Reproduce verbatim the lines of the material below, starting at the line with "Target: deep crevice" and ending at the line with "# Target: man in red cap", both inclusive; skip the rest.
--- Provided material Enclosed Below ---
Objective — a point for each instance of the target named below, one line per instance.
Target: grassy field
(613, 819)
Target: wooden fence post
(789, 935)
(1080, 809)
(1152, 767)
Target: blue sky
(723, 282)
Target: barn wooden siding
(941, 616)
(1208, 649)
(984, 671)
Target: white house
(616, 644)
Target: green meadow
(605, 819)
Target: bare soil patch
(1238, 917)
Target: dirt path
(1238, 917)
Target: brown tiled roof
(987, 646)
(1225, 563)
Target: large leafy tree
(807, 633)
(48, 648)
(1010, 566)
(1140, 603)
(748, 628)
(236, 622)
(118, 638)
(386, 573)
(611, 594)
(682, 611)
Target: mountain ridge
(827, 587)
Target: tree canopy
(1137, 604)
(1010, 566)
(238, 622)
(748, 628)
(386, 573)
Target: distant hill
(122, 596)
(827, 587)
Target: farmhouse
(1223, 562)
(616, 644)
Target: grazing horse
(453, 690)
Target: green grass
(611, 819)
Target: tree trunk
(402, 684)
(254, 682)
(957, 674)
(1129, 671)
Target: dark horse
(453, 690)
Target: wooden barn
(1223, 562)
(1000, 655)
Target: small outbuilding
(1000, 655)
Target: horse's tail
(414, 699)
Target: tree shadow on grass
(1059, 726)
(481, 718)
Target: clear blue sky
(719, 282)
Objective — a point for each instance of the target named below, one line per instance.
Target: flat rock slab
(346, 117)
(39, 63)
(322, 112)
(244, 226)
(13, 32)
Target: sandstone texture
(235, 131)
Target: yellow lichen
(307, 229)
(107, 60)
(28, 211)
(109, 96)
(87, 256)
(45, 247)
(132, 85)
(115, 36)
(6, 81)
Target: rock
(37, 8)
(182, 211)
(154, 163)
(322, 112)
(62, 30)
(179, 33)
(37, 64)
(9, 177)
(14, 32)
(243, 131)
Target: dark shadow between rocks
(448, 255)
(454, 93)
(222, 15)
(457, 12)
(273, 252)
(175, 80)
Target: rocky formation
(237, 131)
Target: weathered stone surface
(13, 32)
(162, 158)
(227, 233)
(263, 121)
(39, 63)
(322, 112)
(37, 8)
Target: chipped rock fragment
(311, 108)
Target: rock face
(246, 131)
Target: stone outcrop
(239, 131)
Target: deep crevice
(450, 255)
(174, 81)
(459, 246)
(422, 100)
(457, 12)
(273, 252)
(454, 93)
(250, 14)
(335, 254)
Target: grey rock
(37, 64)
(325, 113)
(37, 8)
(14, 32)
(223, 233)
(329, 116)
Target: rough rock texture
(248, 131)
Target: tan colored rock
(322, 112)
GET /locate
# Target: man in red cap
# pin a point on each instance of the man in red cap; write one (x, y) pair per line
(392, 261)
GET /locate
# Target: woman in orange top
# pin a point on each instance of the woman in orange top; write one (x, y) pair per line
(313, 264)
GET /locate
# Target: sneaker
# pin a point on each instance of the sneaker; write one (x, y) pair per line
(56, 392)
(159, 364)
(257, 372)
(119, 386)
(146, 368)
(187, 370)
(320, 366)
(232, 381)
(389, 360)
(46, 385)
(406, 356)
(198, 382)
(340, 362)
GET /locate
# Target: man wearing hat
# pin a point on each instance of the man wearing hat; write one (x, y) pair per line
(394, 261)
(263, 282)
--- End of Enclosed Provided material ---
● **Your solution**:
Target: deep crevice
(450, 255)
(174, 81)
(459, 246)
(422, 100)
(457, 12)
(273, 252)
(454, 93)
(250, 14)
(335, 254)
Target: grey rock
(37, 64)
(325, 113)
(37, 8)
(14, 32)
(223, 233)
(329, 116)
Target: rough rock texture
(248, 131)
Target: tan colored rock
(322, 112)
GET /locate
# Target: man in red cap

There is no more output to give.